**OBJECTIVE**
Extract the complete listing and output it unchanged.
═══
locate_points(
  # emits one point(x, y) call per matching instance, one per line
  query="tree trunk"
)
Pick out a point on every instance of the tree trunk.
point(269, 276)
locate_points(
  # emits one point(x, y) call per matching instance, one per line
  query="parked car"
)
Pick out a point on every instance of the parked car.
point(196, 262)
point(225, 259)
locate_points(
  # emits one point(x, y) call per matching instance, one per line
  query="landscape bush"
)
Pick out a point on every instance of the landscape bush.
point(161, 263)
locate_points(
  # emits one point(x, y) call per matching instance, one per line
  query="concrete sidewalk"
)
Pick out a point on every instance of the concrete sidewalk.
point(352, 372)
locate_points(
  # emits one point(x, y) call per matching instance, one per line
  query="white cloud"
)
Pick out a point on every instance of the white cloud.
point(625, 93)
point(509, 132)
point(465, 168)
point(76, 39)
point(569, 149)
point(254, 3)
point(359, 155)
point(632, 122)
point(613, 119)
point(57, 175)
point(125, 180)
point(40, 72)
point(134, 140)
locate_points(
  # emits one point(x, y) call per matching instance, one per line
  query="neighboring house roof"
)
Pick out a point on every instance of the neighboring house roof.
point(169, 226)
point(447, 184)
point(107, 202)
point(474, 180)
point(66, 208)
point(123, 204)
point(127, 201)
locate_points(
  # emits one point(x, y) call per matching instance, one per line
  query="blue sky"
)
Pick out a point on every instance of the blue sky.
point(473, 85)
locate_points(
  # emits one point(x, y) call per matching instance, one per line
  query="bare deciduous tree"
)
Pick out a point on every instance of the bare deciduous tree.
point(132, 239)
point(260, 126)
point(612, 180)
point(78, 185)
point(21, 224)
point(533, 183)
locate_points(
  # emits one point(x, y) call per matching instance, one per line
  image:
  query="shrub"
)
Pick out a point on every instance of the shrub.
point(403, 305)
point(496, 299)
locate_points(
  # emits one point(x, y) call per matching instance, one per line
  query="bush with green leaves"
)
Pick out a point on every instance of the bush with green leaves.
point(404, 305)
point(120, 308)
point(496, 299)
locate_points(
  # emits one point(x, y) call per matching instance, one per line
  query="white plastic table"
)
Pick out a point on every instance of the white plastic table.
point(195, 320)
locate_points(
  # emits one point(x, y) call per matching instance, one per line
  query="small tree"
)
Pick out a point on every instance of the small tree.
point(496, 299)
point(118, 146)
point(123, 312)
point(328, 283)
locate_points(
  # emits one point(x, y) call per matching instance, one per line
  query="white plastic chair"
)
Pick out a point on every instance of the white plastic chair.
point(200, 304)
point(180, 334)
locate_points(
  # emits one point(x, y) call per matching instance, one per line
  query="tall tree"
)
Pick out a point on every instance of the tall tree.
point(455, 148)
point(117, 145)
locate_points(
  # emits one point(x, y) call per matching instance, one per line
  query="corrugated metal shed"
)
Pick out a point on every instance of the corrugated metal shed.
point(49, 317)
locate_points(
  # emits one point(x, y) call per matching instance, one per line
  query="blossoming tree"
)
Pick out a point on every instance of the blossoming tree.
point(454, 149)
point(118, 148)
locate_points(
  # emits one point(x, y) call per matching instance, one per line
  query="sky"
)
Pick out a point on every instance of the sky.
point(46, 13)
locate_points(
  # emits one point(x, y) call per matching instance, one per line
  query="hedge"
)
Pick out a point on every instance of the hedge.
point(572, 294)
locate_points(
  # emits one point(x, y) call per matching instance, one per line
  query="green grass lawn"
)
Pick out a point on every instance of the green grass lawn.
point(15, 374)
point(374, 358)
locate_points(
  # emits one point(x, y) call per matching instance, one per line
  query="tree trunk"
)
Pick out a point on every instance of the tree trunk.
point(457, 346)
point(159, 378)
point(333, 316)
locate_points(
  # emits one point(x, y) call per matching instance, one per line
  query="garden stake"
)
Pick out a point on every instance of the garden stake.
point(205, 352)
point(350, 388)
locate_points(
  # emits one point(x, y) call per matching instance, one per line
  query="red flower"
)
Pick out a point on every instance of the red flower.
═══
**TASK RESULT**
locate_points(
  # emits one point(x, y) call per matching instance, one per line
  query="tree trunk"
)
Pick out a point on every instance of the tree trunk.
point(269, 276)
locate_points(
  # emits one point(x, y) call per matching instance, one per line
  query="parked car"
)
Pick out a point on every instance of the parked car.
point(196, 262)
point(225, 259)
locate_points(
  # emits one point(x, y) call per matching instance, one per line
  query="landscape bush"
)
Pick out a point on every instance of the landscape bush.
point(161, 263)
locate_points(
  # emits one point(x, y) call per matching instance, one per line
  query="concrete sidewalk"
)
Pick out a point on every instance of the concrete sidewalk.
point(352, 372)
locate_points(
  # emits one point(x, y) call per matching instance, one per line
  query="white cloud"
)
Pick out a point on every instance of the white cloud.
point(625, 93)
point(509, 132)
point(465, 168)
point(76, 39)
point(569, 149)
point(254, 3)
point(359, 155)
point(632, 122)
point(613, 119)
point(57, 175)
point(125, 180)
point(40, 72)
point(134, 140)
locate_points(
  # emits one point(x, y) call per matching instance, one per line
  query="neighboring house roof"
)
Pick out a point on every instance of the neighboring house roof.
point(169, 226)
point(447, 184)
point(107, 202)
point(474, 180)
point(66, 208)
point(123, 204)
point(127, 201)
locate_points(
  # emits one point(x, y) call per matching instance, one per line
  query="blue sky"
)
Pick out a point on every instance of the blue sky.
point(473, 85)
locate_points(
  # emits one point(x, y) call per matching instance, one per line
  query="bare deciduous tree"
)
Pick out a point on every instance of the bare deciduous tree.
point(132, 239)
point(260, 126)
point(612, 180)
point(78, 185)
point(21, 224)
point(533, 183)
locate_points(
  # emits one point(x, y) call per matching instance, one per line
  image:
  query="shrub"
)
Pick out a point on every instance of the shrub.
point(403, 305)
point(496, 299)
locate_points(
  # emits one point(x, y) call per matching instance, one per line
  query="bush with green leaves"
)
Pick out a point on every instance of the bush with green leaves.
point(404, 305)
point(120, 308)
point(496, 299)
locate_points(
  # emits one point(x, y) call per matching instance, one per line
  query="white plastic table"
)
Pick out a point on every instance of the white plastic table.
point(195, 320)
locate_points(
  # emits one point(x, y) call per matching instance, one per line
  query="small tree"
)
Pick out a point on every instance of the small tree.
point(496, 299)
point(118, 146)
point(123, 312)
point(328, 283)
locate_points(
  # emits one point(x, y) call per matching instance, one per line
  query="white plastic chair"
)
Pick out a point on every instance of the white plastic chair.
point(200, 304)
point(180, 334)
locate_points(
  # emits one point(x, y) call per matching instance, one per line
  query="tall tree"
)
Pick out a point on every instance of the tall tree.
point(455, 148)
point(117, 145)
locate_points(
  # emits one point(x, y) call per matching instance, one per line
  query="corrugated metal shed"
)
Pick out a point on every instance of the corrugated metal shed.
point(49, 317)
locate_points(
  # emits one point(x, y) call per matching instance, one per line
  query="blossoming tree"
)
Pick out a point on every instance of the blossoming tree.
point(454, 149)
point(118, 148)
locate_points(
  # emits one point(x, y) call per matching instance, one per line
  query="sky"
)
Pick out a point on every instance of the sky.
point(46, 13)
locate_points(
  # emits one point(x, y) call per matching instance, one per line
  query="hedge"
)
Pick out a point on every instance of the hedge.
point(572, 294)
locate_points(
  # emits one point(x, y) call per matching instance, one per line
  query="green grass lawn"
)
Pick out a point on every instance of the green grass lawn.
point(15, 374)
point(374, 358)
locate_points(
  # emits one point(x, y) call per matching instance, one per line
  query="tree trunk"
)
Pick out a point on every instance of the tree trunk.
point(457, 346)
point(159, 378)
point(333, 316)
locate_points(
  # emits one point(x, y) call per matching instance, one per line
  query="garden stake"
)
Pick out a point on every instance of the garden stake.
point(205, 352)
point(350, 388)
locate_points(
  # emits one point(x, y) call per matching instance, one per line
  query="red flower"
)
Pick out a point on every instance of the red flower.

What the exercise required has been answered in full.